**Set task A:** Count the lines in the rows below that contain the string "sand", and reply with that number only.

**Excerpt to read:**
Dupple sends this news from Reuters: "The European Commission charged Samsung Electronics on Friday with abusing its dominant position in seeking to bar rival Apple from using a patent deemed essential to mobile phone use. The Commission sent a 'statement of objections' to the South Korean group, with its preliminary view that Samsung was not acting fairly. 'Intellectual property rights are an important cornerstone of the single market. However, such rights should not be misused when they are essential to implement industry standards, which bring huge benefits to businesses and consumers alike,' Competition Commissioner Joaquin Almunia said in statement."

10 of 96 comments (clear)

  1. Such rights should not be misused by zebslash · · Score: 2, Insightful

    Indeed, "such rights should not be misused". So why granting bogus patents on obvious features that lead to such abuses? They should fix the system, not try workarounds!

  2. Stupid by Anonymous Coward · · Score: 4, Insightful

    Apple tried to lowball the licensing at less than a quarter of the rate others were paying. Of course Samsung is going to say No to Apple.

    1. Re:Stupid by Intropy · · Score: 4, Interesting

      I wouldn't go that far. It's good to encourage companies to contribute to standards so that we actually do get standards and not every company for itself. But I think it would be a good idea for open licensing terms to be part of any standards submission. So Samsung can suggest patented tech X as a standard, but that needs to come along with a statement that X will be licensed for 3 cents per device to anyone who wants to use it. The license should cover all reasonably foreseeable use cases, and any that come up later get decided by the standards body. Nothing would stop Samsung from also offering a different license agreement to anyone, but the standard one would always also be on the table.

  3. Re:And yet... by jcoy42 · · Score: 4, Funny

    I just hope they don't make Samsung post an apology on their website.

    --
    Never trust an atom. They make up everything.
  4. Re:And yet... by Adrian+Lopez · · Score: 2

    Because their design patents are standards essential for making a mobile phone.

    Right on! Apple's competitors could give their phones sharp corners, or use a polkadot pentagonal shape instead of a black rectangular one.

    --
    "In prison you just have to shut your eyes and take it. Here you have to shut your eyes and give it."
  5. Re:This is so important by aliquis · · Score: 5, Insightful

    s/it/them

    Comment on OSnews:
    http://www.osnews.com/thread?546002
    Laurence:

    Apple sue nearly every manufacturer over generic shapes and actions, and the government just give a green light for dumb intellectual property to be registered.

    Samsung sue Apple over actual inventions, and they get investigated.

    This world is going to the shits.

    (yes I know Samsung's patents were dubious because of being FRAND, and in an ideal world they shouldn't have used them. But in an ideal world they shouldn't have had to counter sue because Apple generic design patents).

    I agree. This is what patents are for after all. Why only have shitty patents for things not important and punish people who've got the real stuff? Make sense? Remove them already.

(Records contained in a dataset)
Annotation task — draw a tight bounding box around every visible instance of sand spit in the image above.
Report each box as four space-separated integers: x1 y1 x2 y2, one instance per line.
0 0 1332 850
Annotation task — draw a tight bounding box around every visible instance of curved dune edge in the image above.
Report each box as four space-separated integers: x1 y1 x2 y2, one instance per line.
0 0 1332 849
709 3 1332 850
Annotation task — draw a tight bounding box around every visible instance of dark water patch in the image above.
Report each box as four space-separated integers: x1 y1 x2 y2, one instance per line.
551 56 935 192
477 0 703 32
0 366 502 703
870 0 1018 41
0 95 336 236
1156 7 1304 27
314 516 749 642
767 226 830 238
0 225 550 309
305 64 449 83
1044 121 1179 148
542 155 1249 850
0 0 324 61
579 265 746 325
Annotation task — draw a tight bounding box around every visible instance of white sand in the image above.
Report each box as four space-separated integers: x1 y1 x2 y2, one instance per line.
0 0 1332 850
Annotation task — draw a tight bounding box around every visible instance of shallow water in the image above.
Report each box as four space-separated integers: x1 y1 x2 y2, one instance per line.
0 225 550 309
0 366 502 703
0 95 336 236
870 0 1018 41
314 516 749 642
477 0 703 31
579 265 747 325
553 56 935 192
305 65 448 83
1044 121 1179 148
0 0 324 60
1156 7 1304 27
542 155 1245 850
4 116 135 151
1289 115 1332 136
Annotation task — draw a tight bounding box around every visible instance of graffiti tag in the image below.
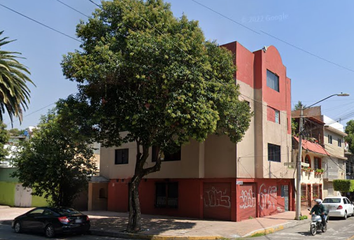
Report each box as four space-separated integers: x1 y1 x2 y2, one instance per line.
240 189 256 209
259 183 277 209
204 187 231 208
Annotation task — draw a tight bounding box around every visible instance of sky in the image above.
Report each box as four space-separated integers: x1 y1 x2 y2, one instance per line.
0 0 354 129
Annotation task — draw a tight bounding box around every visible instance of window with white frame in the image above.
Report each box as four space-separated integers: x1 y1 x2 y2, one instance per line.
268 143 281 162
328 134 332 144
267 70 279 92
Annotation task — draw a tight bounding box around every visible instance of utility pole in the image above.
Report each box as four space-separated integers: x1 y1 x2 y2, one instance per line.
295 105 304 220
295 93 349 220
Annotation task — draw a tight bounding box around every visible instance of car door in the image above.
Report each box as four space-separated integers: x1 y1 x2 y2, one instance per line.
23 208 44 232
343 198 353 216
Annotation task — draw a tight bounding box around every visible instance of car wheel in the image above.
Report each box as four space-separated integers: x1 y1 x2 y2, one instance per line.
45 225 55 238
14 222 22 233
310 224 317 236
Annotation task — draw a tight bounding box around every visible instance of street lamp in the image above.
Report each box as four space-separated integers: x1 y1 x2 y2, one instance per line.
295 93 349 220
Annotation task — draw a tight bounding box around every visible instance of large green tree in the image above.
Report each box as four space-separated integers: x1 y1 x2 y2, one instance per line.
0 122 10 162
0 31 34 123
13 110 96 206
344 120 354 153
62 0 251 232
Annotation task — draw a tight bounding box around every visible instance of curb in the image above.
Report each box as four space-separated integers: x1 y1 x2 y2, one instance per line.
0 220 12 225
90 229 223 240
242 219 310 237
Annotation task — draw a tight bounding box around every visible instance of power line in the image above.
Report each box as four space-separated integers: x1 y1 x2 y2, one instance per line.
89 0 101 8
191 0 354 72
0 3 81 43
57 0 90 18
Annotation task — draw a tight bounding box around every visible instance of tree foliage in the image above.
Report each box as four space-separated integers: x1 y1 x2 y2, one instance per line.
62 0 251 231
13 110 96 206
344 120 354 153
0 122 10 162
0 31 34 123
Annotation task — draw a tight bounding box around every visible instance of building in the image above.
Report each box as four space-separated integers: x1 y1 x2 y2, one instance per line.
93 42 295 221
292 107 346 207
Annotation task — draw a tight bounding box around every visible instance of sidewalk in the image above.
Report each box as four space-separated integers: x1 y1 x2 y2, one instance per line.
0 206 309 240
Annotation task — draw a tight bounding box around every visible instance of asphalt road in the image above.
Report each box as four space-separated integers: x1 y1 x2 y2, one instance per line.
0 224 142 240
252 217 354 240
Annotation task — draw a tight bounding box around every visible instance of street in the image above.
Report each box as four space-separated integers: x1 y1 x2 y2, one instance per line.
252 217 354 240
0 224 142 240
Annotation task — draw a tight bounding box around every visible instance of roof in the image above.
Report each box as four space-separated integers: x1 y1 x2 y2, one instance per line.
294 137 329 156
325 125 348 137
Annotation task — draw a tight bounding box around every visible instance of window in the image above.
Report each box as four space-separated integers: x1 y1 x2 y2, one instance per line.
267 70 279 92
114 148 129 164
314 157 322 169
155 182 178 208
151 146 181 162
268 143 280 162
99 188 107 198
328 134 332 144
267 106 280 123
274 110 280 123
305 155 311 167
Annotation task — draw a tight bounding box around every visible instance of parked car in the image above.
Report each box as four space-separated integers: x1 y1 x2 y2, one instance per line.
323 196 354 219
12 207 90 238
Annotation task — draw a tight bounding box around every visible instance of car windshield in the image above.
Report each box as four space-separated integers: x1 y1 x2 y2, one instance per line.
323 198 340 203
57 208 80 216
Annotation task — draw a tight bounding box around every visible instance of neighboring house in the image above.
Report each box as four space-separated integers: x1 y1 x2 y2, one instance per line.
94 42 295 221
0 132 48 207
321 115 347 197
292 107 346 206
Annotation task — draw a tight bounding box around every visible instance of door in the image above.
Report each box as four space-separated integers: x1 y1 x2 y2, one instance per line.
281 185 289 211
203 182 231 220
15 184 32 207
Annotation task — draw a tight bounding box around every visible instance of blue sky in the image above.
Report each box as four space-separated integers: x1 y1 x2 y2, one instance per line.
0 0 354 129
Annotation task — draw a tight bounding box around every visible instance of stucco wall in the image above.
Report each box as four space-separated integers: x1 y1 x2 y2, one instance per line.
0 182 16 206
205 135 236 178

**Set task B:** Update the Samsung patent discussion above by changing "ideal world" to "perfect world", then write out the passage between "Samsung sue Apple" and "generic design patents).", inclusive.

**Result A:** 2

**Result B:**
Samsung sue Apple over actual inventions, and they get investigated.

    This world is going to the shits.

    (yes I know Samsung's patents were dubious because of being FRAND, and in an perfect world they shouldn't have used them. But in an perfect world they shouldn't have had to counter sue because Apple generic design patents).